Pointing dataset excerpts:
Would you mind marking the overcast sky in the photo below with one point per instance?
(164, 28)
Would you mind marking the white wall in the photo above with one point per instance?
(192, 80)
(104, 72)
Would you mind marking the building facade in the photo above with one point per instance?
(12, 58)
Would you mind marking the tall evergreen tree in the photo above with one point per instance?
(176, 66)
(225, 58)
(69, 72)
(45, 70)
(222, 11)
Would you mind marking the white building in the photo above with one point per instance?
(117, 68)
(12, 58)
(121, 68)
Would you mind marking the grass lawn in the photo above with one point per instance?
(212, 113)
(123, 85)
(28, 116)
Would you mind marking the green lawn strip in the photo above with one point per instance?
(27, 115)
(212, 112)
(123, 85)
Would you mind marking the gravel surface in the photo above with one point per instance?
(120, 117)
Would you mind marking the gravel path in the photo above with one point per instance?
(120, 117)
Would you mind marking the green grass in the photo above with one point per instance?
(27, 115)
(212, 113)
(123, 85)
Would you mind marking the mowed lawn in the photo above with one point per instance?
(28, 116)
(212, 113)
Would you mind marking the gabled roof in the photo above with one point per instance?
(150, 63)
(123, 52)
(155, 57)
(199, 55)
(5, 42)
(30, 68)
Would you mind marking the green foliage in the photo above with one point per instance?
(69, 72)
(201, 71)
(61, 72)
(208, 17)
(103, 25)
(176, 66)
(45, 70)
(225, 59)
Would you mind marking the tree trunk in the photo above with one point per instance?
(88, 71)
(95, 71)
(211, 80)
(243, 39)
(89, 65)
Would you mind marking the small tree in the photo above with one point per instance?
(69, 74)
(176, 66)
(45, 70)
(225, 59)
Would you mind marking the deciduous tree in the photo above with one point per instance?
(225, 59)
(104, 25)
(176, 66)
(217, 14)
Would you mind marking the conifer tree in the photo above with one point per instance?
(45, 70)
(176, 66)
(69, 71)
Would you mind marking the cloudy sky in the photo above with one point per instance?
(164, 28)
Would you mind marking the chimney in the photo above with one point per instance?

__Job__: Can you change "Would you mind marking" to "Could you mark" throughout the listing above, keeping every other line the same?

__Response to this task__:
Could you mark the overcast sky in the photo below with one point per instance?
(164, 28)
Could you mark the white wall in the photo above with one point per instance?
(192, 80)
(104, 72)
Could you mark the building facade in the photo above with one point per instance?
(12, 58)
Could you mark the tall evergreen tree in the photo above with one point per instance?
(176, 66)
(225, 58)
(69, 72)
(45, 70)
(222, 11)
Could you mark the white building in the photo above with one point per instance?
(117, 68)
(12, 58)
(121, 68)
Could you mark the grass lawn in the photo above with one point per instance?
(212, 113)
(123, 85)
(28, 116)
Could you mark the green lawn strip in the photo above with one point per instance?
(27, 115)
(212, 112)
(123, 85)
Could you mark the gravel surface in the photo above with one point per instance?
(120, 117)
Could you mark the gravel path in the photo above with one point per instance?
(120, 117)
Could you mark the green grass in the photo above with one point per instance?
(27, 115)
(212, 113)
(123, 85)
Could you mark the mowed lawn in the photo above with one point per instance?
(28, 116)
(212, 113)
Could you mark the gabled roof in the photo above with one point per instance?
(150, 63)
(123, 52)
(155, 57)
(199, 55)
(5, 42)
(30, 68)
Could you mark the green foliage in the photo above with one point per instance?
(69, 72)
(201, 71)
(61, 72)
(208, 17)
(103, 25)
(176, 66)
(45, 70)
(225, 59)
Could you mark the tree trunk in the photo above with one point per instance?
(88, 71)
(95, 71)
(211, 80)
(243, 39)
(89, 65)
Could you mark the small tree in the photo above with one point per instance?
(69, 74)
(176, 66)
(45, 70)
(225, 59)
Could you mark the deciduous tree in the photo above with one point per instance?
(225, 59)
(104, 25)
(176, 66)
(217, 14)
Could you mark the conifer tree in the photo above with one point per instance?
(45, 70)
(176, 66)
(69, 71)
Could you mark the cloudy sky in the photo above with one point per instance?
(164, 28)
Could you mark the chimney in the photo above with one point per instance?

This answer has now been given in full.